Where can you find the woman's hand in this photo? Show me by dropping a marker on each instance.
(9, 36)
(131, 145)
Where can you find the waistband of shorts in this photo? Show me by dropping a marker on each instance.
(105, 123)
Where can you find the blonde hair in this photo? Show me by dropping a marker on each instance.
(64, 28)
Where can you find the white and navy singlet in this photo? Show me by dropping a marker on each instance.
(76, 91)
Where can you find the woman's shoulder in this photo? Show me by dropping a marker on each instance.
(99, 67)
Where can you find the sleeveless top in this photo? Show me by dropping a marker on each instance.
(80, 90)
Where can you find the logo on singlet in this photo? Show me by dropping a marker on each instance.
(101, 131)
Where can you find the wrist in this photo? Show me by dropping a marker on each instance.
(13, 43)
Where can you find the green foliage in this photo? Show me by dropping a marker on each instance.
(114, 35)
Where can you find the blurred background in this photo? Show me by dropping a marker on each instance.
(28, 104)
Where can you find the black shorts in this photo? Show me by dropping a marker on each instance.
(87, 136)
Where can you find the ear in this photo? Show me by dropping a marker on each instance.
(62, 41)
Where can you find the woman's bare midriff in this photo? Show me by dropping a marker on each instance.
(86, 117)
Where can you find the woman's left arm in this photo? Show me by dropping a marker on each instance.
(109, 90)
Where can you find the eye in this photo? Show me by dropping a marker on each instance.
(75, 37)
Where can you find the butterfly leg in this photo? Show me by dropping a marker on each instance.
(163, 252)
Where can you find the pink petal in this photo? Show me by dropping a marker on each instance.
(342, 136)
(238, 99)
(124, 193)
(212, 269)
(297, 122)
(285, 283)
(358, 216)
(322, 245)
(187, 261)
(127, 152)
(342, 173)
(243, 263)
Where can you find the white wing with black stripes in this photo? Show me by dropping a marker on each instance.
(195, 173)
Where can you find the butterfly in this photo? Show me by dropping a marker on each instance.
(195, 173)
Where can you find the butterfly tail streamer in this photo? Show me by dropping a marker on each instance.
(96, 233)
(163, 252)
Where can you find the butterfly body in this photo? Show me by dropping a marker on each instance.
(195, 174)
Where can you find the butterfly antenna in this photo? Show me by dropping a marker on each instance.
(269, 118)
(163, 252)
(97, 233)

-------

# [WORK INSTRUCTIONS]
Beginning at the line containing "Where can you find the white wing", repeat each line exactly through the last line of the entries, and include no other lines.

# [OUTPUT OF THE EXERCISE]
Where can you find the white wing with black stripes in this photo? Show me by dropping a marker on each instance.
(195, 173)
Where can you find the butterfly in this photo? Show me by dropping a marker on each instance.
(195, 173)
Where can you find the butterfly tail streamer in this photo? Show me by dropping a marker on each instance.
(96, 233)
(163, 252)
Where can you find the butterfly body in this photo? Show me by dropping a marker on each instance.
(195, 174)
Where can you find the butterfly antenna in this photo? Show me by dropping a marker on each instance.
(269, 118)
(163, 252)
(97, 233)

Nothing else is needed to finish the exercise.